* [PROBLEM TO WORK ON]
Nothing in the entries below may be altered; print them as they stand.

* [INPUT RECORDS]
= = = = =

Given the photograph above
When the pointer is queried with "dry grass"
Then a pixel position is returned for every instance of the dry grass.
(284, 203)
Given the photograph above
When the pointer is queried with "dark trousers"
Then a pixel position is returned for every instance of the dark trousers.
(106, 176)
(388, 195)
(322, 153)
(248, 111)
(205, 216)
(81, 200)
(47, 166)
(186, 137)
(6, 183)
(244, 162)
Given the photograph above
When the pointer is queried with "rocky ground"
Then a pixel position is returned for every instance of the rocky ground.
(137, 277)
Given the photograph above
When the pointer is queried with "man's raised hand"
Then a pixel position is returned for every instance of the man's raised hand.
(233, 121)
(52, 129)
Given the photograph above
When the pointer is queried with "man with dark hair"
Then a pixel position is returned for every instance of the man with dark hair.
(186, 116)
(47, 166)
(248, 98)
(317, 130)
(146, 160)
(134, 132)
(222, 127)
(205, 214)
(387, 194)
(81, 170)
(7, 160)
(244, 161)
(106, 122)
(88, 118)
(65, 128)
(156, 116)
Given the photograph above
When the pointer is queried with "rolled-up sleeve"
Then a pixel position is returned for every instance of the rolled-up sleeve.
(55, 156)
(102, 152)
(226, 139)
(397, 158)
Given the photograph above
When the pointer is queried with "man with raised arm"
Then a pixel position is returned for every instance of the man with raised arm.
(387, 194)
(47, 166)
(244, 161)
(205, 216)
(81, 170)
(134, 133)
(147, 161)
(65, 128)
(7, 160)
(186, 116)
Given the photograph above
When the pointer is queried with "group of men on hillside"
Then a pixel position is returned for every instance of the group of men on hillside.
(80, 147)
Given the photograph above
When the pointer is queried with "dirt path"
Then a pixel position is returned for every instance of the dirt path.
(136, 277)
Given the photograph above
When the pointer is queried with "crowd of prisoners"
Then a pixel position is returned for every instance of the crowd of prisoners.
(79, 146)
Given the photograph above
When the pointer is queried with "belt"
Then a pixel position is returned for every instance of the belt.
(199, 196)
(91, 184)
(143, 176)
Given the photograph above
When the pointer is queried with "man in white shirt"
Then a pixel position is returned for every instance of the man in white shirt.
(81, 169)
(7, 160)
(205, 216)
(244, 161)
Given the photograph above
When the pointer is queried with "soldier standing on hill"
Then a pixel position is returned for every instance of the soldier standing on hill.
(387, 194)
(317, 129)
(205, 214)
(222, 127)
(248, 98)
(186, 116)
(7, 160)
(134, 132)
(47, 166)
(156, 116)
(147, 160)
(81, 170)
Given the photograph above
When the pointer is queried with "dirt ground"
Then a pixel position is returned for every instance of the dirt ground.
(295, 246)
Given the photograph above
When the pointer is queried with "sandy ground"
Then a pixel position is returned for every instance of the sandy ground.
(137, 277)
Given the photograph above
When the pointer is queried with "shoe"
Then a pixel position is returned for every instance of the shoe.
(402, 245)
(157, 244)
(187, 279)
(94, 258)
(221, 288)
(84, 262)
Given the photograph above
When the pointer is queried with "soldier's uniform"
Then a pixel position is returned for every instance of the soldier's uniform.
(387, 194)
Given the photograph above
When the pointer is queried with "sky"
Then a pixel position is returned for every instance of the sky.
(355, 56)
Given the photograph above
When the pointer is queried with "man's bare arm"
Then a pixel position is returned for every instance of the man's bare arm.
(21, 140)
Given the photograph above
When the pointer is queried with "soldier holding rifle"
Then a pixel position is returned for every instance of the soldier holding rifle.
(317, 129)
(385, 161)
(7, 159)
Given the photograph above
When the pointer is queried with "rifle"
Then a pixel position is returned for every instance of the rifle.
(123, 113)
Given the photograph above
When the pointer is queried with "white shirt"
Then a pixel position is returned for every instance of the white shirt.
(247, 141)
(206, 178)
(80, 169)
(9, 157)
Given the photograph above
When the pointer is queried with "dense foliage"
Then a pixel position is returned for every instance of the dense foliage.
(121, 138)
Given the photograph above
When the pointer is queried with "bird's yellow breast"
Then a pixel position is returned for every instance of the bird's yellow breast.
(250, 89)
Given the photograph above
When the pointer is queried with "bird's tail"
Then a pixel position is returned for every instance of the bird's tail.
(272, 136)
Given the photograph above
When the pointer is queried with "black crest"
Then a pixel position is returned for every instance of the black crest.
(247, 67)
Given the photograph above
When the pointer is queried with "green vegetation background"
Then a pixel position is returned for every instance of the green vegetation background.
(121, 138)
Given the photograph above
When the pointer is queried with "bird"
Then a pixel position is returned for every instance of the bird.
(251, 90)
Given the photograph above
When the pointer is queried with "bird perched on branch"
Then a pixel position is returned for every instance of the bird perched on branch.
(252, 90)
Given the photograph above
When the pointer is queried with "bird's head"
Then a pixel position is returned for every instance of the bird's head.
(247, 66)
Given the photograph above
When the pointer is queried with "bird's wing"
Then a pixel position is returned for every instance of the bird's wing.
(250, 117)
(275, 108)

= = = = =

* [RESPONSE FOR THIS EXERCISE]
Given the photograph above
When the pointer is queried with "dry grass"
Then a pixel position is returned for every instance of the dry grass.
(284, 203)
Given the photograph above
When the pointer is queried with "dark trousers"
Then a pixel position is returned for every instance of the dark trousers.
(106, 176)
(388, 195)
(322, 153)
(248, 111)
(205, 216)
(81, 200)
(47, 166)
(186, 137)
(6, 183)
(244, 162)
Given the photograph above
When the pointer is queried with "rocky ground"
Then a pixel position is returned for every instance of the rocky ground.
(137, 277)
Given the photograph above
When the pointer is queried with "man's raised hand"
Then a pixel position is returned for every instance of the man's raised hand.
(233, 121)
(52, 129)
Given the photograph above
When the pointer is queried with "man with dark hair"
Then a pixel position is returned for every instance of the man with dark hair.
(186, 116)
(47, 166)
(248, 98)
(317, 130)
(146, 160)
(134, 132)
(222, 127)
(205, 214)
(387, 194)
(81, 170)
(7, 160)
(244, 161)
(106, 122)
(88, 118)
(65, 128)
(156, 116)
Given the photograph above
When the pointer is queried with "rolled-up sleeve"
Then a pixel position is returned for every instance of the rolled-up sleeve.
(55, 156)
(102, 152)
(226, 139)
(397, 158)
Given the photograph above
When the pointer is queried with "man with raised arm"
Then a pixel position is returned for every instance of the man with raised arm.
(387, 194)
(47, 166)
(244, 161)
(205, 216)
(81, 170)
(134, 133)
(147, 161)
(65, 128)
(7, 160)
(186, 116)
Given the photograph above
When the pointer is queried with "group of men on hillside"
Then a pixel position is returned for every instance of the group of men on hillside.
(80, 147)
Given the photograph above
When the pointer is queried with "dirt path"
Then a pixel position is returned for every instance of the dirt path.
(136, 277)
Given the photograph above
When the pointer is queried with "crowd of prisoners"
Then a pixel position is returned for every instance of the crowd of prisoners.
(79, 146)
Given the photograph above
When the pointer is queried with "belt"
Then a pixel position is returned for every instance of the belt.
(199, 196)
(91, 184)
(143, 176)
Given the photograph above
When the pointer is queried with "man in white shirt"
Then a pixel position is returned for every instance of the man in white shirt.
(81, 169)
(7, 160)
(205, 216)
(244, 161)
Given the photograph above
When the pointer is queried with "soldier standing on hill"
Then a pixel position is returned for every instance of the soldier standing on hill.
(387, 194)
(317, 129)
(205, 214)
(222, 127)
(248, 98)
(186, 116)
(7, 160)
(134, 132)
(47, 166)
(156, 116)
(147, 160)
(81, 170)
Given the photograph above
When the pointer is queried with "dirt ground"
Then a pixel position is returned for every instance of the dirt ground.
(295, 246)
Given the photograph above
When the pointer is queried with "sandy ground"
Then a pixel position is returned for every instance of the sandy ground.
(137, 277)
Given the photograph above
When the pointer is queried with "shoe"
Then a pixel position is returned for every instance of the shoe.
(402, 245)
(157, 244)
(187, 279)
(94, 258)
(221, 288)
(84, 262)
Given the photograph above
When the pointer is queried with "soldier's uniform"
Then a pixel position is returned for every instance of the soldier's uniform.
(387, 194)
Given the photograph above
When the pointer is queried with "sky"
Then a pixel position is returned for every instance of the sky.
(355, 56)
Given the photograph above
When the pointer is queried with "man's bare arm"
Then a pixel position is returned for every instance of the man's bare arm.
(21, 140)
Given the photograph above
When the pointer is queried with "soldier holding rifle"
Then a pixel position is returned for every instance of the soldier holding rifle.
(317, 129)
(385, 161)
(7, 159)
Given the photograph above
When the pointer is queried with "rifle"
Then a pixel position is returned for every instance of the rifle.
(123, 113)
Given the photograph above
When the pointer is queried with "white shirt"
Then a pixel position is returned for every instance of the white shirt.
(247, 141)
(206, 178)
(80, 169)
(9, 157)
Given the photograph above
When the pointer is queried with "dense foliage"
Then a pixel position is returned for every instance of the dense foliage.
(121, 138)
Given the photograph above
When the pointer is queried with "bird's yellow breast"
Then a pixel position is returned for every instance of the bird's yellow breast.
(250, 89)
Given the photograph above
When the pointer is queried with "bird's tail"
Then a pixel position is returned for every instance of the bird's tail.
(272, 136)
Given the photograph above
When the pointer is queried with "black crest"
Then a pixel position is returned for every instance of the black crest.
(247, 67)
Given the photograph above
When the pointer is queried with "green vegetation background"
Then a pixel position is returned for every instance of the green vegetation background.
(121, 138)
Given the photograph above
When the pointer is queried with "bird"
Then a pixel position is returned for every instance of the bird.
(251, 90)
Given the photograph above
When the pointer is queried with "bird perched on branch"
Then a pixel position is returned for every instance of the bird perched on branch.
(252, 90)
Given the photograph above
When the pointer is queried with "bird's head"
Then a pixel position is returned for every instance of the bird's head.
(247, 66)
Given the photograph above
When the pointer is queried with "bird's wing"
Then a pixel position is returned for every instance of the bird's wing.
(250, 117)
(275, 108)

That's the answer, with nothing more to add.